> [Compito A] Elenca i trattati internazionali citati nel testo sulla pena di morte, ciascuno con il suo anno.

> [Testo dato]
▬▬▬

La pena di morte: crimine di Stato?

dossier a cura di Laura Cuppini
Istituto per la Formazione al Giornalismo di Urbino

   
   
   
 

I trattati internazionali

   
 
  • Dichiarazione universale dei diritti umani, 1948: fu l’occasione per la prima discussione a livello internazionale sulla pena di morte. L’articolo 3 riconosce infatti a tutti gli individui "il diritto alla vita, alla libertà e alla sicurezza della propria persona". Non si parla esplicitamente di pena di morte, perché questa era considerata una legittima eccezione al godimento del diritto alla vita.
  • Convenzione europea sui diritti umani, 1950: nell’articolo 2 viene affermato il diritto alla vita, ma non si fissano limiti alla possibilità di infliggere la pena di morte.
  • Convenzione europea di estradizione, 1957: stabilisce che "se il reato per il quale è richiesta l’estradizione è punibile con la pena di morte secondo le leggi del paese richiedente, e se per tale reato la pena di morte non è prevista dalla legge dello stato cui viene fatta la richiesta o non è normalmente eseguita, l’estradizione potrà essere rifiutata a meno che la parte richiedente non dia assicurazioni ritenute sufficienti dalla parte richiesta che la pena di morte non verrà eseguita". Quest’ultimo punto, che era previsto anche nell’art. 698 n.2 del codice di procedura penale italiano, è stato dichiarato incostituzionale dalla sentenza 223/1996 (caso Venezia). L’estradizione di Pietro Venezia, cittadino italiano accusato di omicidio in Florida, era stata chiesta dalle autorità statunitensi, che avevano offerto garanzie di non inflizione della pena di morte. Venezia ha presentato ricorso al Tar, che ha demandato la questione alla Corte Costituzionale, la quale ha dato ragione al ricorrente. Per effetto di questa sentenza l’Italia rifiuta in ogni caso l’estradizione per reati punibili con la pena di morte nello stato richiedente.

▬▬▬

> [I dati]
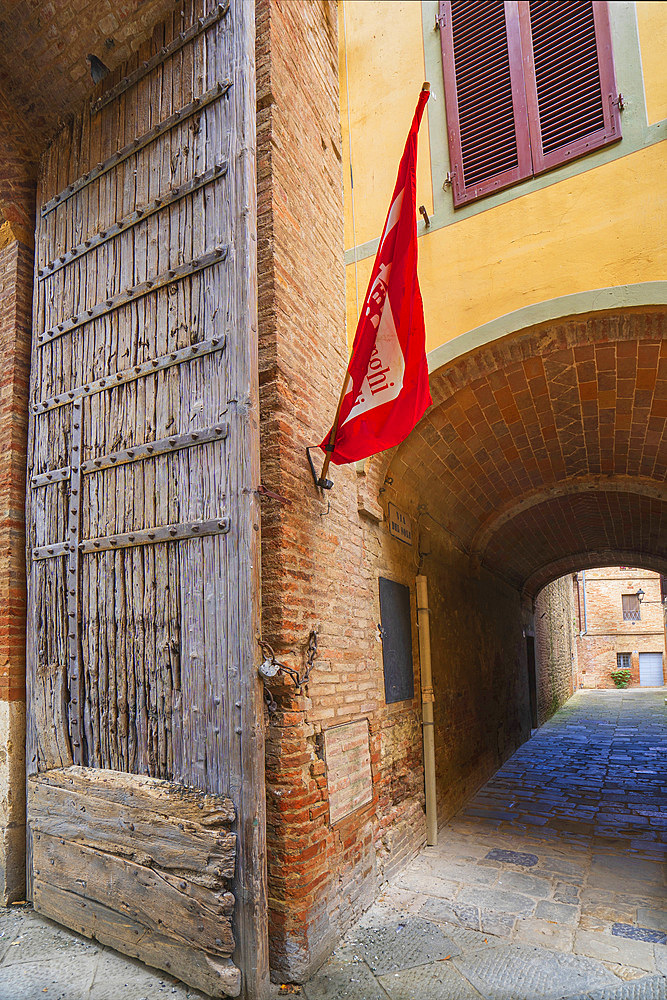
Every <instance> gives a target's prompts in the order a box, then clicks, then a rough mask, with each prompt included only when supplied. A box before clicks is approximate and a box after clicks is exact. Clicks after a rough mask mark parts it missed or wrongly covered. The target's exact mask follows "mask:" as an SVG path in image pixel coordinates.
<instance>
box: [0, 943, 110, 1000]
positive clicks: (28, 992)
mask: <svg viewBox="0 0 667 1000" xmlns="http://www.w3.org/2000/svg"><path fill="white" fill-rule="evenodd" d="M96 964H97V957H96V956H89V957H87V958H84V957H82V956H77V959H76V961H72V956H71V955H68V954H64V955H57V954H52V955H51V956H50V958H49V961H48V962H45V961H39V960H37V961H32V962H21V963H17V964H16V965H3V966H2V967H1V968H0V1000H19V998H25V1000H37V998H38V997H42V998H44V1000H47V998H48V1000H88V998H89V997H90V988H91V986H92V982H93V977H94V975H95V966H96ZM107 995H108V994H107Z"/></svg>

▬▬▬

> [Compito B] Per favore, ricopia senza modifiche le righe delle voci comprese tra l'inizio delle voci e la riga che contiene "positive clicks: (28, 992)", estremi inclusi, escludendo le immagini.

> [Risposta A]
- Dichiarazione universale dei diritti umani, 1948
- Convenzione europea sui diritti umani, 1950
- Convenzione europea di estradizione, 1957

> [Risposta B]
Every <instance> gives a target's prompts in the order a box, then clicks, then a rough mask, with each prompt included only when supplied. A box before clicks is approximate and a box after clicks is exact. Clicks after a rough mask mark parts it missed or wrongly covered. The target's exact mask follows "mask:" as an SVG path in image pixel coordinates.
<instance>
box: [0, 943, 110, 1000]
positive clicks: (28, 992)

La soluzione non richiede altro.